**Task prompt**
Copy the entries word for word, from their first line up to and including the line that contains "box: [224, 366, 383, 492]".

**Task material**

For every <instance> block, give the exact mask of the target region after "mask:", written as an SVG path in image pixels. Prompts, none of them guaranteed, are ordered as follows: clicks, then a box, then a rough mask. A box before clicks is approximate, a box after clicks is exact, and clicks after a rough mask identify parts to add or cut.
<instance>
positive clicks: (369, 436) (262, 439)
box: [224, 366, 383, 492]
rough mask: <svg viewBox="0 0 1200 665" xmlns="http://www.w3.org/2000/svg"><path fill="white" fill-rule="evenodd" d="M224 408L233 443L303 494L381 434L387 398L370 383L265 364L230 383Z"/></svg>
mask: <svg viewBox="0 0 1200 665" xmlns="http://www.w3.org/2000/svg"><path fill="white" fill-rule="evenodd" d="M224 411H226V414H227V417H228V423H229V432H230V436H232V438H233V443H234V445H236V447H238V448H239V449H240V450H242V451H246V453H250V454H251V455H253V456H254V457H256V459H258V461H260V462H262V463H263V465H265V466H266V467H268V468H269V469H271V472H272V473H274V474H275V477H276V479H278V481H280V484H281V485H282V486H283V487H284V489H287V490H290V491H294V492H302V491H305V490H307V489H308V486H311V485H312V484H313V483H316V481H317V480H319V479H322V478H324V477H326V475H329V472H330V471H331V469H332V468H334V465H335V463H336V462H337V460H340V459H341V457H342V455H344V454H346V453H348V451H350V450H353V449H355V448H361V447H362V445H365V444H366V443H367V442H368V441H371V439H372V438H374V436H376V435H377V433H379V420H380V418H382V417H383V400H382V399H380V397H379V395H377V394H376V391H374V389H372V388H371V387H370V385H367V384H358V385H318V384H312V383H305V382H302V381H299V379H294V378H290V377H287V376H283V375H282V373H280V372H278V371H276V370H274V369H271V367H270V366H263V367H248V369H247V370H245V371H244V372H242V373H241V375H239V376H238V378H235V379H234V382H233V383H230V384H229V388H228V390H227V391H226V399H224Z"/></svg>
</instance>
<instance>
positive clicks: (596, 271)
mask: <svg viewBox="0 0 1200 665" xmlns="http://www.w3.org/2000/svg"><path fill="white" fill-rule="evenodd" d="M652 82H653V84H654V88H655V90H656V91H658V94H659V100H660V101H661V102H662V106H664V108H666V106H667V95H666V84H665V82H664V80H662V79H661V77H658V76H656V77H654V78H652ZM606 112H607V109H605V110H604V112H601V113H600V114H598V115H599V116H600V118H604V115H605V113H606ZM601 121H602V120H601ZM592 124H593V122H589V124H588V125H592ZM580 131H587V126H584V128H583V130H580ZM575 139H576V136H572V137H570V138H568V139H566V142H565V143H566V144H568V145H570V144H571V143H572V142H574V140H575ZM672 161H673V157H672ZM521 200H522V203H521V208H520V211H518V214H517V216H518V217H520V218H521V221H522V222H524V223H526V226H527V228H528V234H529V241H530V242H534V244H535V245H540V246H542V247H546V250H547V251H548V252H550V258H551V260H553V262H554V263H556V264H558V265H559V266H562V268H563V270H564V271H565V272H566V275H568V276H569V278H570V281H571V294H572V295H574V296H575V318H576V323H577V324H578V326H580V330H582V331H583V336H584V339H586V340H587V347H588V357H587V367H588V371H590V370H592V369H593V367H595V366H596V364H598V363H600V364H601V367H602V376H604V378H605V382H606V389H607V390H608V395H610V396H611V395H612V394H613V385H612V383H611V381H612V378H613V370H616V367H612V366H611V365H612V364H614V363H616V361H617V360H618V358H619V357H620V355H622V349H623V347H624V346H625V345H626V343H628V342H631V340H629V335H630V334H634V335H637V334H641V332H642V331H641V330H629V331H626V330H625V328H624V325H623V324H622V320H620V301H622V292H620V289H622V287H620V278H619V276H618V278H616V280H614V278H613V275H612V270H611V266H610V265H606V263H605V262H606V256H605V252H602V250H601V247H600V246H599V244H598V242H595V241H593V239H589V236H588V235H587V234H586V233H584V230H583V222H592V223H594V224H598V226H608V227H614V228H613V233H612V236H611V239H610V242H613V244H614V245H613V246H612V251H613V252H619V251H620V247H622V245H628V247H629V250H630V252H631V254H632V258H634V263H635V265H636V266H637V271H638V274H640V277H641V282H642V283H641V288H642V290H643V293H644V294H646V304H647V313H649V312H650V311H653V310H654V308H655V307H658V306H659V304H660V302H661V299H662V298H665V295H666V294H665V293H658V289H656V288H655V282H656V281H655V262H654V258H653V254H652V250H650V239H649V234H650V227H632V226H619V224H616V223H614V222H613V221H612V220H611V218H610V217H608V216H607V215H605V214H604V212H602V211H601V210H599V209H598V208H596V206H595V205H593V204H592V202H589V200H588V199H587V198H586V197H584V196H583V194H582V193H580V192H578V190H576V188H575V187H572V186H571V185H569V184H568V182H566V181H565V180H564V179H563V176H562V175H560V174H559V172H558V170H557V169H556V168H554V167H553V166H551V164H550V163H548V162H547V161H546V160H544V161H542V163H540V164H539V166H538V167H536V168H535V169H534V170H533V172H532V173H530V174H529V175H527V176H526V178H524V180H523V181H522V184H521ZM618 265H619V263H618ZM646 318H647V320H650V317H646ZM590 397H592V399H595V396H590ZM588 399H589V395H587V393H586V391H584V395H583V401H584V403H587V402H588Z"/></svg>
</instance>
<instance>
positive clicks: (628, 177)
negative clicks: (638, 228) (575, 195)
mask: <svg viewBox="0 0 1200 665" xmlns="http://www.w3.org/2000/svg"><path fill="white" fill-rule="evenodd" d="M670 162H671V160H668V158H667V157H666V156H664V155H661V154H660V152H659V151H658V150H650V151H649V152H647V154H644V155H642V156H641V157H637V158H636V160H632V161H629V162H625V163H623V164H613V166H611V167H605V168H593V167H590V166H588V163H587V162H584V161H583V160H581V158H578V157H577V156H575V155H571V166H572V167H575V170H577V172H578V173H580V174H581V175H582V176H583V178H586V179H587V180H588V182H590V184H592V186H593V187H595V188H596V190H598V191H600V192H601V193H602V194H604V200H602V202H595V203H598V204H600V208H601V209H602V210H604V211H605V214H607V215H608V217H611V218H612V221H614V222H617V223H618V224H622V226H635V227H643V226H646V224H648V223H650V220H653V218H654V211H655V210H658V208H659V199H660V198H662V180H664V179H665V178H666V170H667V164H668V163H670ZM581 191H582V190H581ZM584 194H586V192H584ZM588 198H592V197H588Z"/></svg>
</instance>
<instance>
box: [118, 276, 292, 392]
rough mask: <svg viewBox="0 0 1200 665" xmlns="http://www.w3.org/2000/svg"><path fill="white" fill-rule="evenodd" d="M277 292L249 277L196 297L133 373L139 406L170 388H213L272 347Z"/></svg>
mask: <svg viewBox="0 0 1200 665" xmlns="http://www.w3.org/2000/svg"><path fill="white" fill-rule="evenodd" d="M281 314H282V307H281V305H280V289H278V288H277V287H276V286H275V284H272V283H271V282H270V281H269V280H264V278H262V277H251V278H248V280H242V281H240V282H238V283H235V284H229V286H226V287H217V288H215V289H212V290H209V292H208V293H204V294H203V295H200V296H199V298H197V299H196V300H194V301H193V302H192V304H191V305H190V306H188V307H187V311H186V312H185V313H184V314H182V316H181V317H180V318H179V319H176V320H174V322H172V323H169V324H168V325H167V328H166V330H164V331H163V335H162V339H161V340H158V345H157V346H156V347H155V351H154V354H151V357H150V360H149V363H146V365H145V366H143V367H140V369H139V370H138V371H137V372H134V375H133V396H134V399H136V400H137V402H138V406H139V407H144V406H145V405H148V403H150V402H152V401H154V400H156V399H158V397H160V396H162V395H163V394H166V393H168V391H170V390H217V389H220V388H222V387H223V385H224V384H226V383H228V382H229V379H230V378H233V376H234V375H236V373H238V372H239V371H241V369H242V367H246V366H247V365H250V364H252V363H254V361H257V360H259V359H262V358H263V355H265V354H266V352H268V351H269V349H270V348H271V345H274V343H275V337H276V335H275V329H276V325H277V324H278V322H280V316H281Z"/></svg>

**Written solution**
For every <instance> block, give the exact mask of the target region after "mask:", written as an SVG path in image pixels. Prompts, none of them guaranteed, are ordered as follows: clicks, then a box, then a rough mask. A box before clicks is approximate, a box after clicks is exact, and clicks after a rough mask identify parts to add or cut.
<instance>
positive clicks: (369, 436) (262, 439)
box: [224, 366, 383, 492]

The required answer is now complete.